[Records excerpted from a collection]
---------------

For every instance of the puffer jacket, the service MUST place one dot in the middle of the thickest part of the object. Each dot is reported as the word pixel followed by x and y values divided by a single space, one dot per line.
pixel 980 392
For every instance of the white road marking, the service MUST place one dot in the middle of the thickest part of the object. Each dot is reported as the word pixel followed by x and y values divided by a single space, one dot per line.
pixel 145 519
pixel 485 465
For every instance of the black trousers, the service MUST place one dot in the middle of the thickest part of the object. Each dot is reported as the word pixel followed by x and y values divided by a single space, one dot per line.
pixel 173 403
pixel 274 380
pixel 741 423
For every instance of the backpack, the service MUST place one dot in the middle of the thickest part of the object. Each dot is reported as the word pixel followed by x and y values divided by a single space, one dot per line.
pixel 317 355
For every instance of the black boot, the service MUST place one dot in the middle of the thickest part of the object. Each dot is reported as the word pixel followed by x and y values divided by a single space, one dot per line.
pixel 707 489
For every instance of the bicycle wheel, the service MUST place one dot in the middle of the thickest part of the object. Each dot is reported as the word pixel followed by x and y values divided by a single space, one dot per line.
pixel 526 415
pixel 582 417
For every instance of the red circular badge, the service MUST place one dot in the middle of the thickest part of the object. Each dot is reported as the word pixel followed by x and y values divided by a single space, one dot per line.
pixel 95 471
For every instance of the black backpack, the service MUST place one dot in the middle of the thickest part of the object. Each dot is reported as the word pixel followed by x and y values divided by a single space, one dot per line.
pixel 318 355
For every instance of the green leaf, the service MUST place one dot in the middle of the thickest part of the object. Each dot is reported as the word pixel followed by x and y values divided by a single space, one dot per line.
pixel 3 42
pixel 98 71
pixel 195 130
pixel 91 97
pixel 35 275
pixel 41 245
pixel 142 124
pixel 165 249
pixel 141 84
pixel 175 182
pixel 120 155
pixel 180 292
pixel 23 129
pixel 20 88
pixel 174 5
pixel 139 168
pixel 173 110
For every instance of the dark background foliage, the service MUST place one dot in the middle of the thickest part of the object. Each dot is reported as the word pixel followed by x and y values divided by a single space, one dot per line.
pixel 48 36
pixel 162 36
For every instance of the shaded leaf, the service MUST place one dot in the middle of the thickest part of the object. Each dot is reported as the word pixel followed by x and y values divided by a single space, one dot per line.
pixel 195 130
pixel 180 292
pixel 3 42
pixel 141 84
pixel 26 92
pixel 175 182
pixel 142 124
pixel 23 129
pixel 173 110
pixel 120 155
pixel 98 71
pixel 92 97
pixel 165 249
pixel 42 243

---------------

**Task requirements**
Could you restate the records above word for word?

**Exercise output**
For every instance of the puffer jacket, the service MUST place one dot in the middle of the thickest part of the object. Each dot is reported as the word pixel followed by x and y values divided by a single space, one dot per line.
pixel 980 392
For every instance of the white road marking, the service MUST place one dot in the middle of the thickest part of the object. Each dot is reported as the word pixel followed by x and y values divided by a single space, one dot per line.
pixel 145 519
pixel 485 465
For every instance of the black trousers, the service MUST place one dot in the middle of the thickest part of the object. Each dot is reported as the word pixel followed by x and y values divided by a single space, one dot per line.
pixel 173 403
pixel 274 380
pixel 741 423
For every instance of the backpack, the service MUST place one dot in the middle of the thickest part of the object. Each dot is reported as the word pixel followed by x and y values divided by a single space, one dot per line.
pixel 317 355
For every instance of the black boot, the service MUST place one dot in the middle of the thickest part of the object. Each dot is reported as the word pixel followed by x and y values divided by a single space, one dot per line.
pixel 707 489
For every instance of the bicycle wheel, the service MUST place one dot in the middle of the thickest part of the object. Each dot is reported as the word pixel followed by x and y values divided by a single space, one dot per line.
pixel 526 415
pixel 582 417
For every instance of the red circular badge, the service MUST place one dot in the middle of the thickest part of the object. Each dot is reported as the word pixel followed by x and y values divided by a single space, one dot per line.
pixel 95 471
For every instance of the black backpack, the service MUST place one dot in the middle of the thickest part of the object. Each dot is reported as the word pixel followed by x and y values divided by a single space, one dot per line.
pixel 318 355
For every instance of the green leaf, the service MUST place one dot in the middle of the thickest part of the object. Each dot is reported as the word pixel followed by x and y values divided by a single space, one dot per line.
pixel 3 42
pixel 98 71
pixel 195 130
pixel 91 97
pixel 35 275
pixel 41 245
pixel 142 124
pixel 165 249
pixel 141 84
pixel 175 182
pixel 120 155
pixel 180 292
pixel 23 129
pixel 20 88
pixel 174 5
pixel 139 168
pixel 173 110
For every instance of the dark background foliage, the service MUST place one dot in the middle of the thickest part of the object. Each dot is reported as the word pixel followed by x and y values divided by a single space, one dot per line.
pixel 48 36
pixel 162 36
For every instance of the shaded leaf, the service MUST place one dot in the middle of the thickest part of the object. Each dot is reported as the word pixel followed by x and y values divided by a single space, one dot per line.
pixel 195 130
pixel 180 292
pixel 3 42
pixel 141 84
pixel 26 92
pixel 175 182
pixel 142 124
pixel 23 129
pixel 173 110
pixel 120 155
pixel 98 71
pixel 92 97
pixel 165 249
pixel 42 243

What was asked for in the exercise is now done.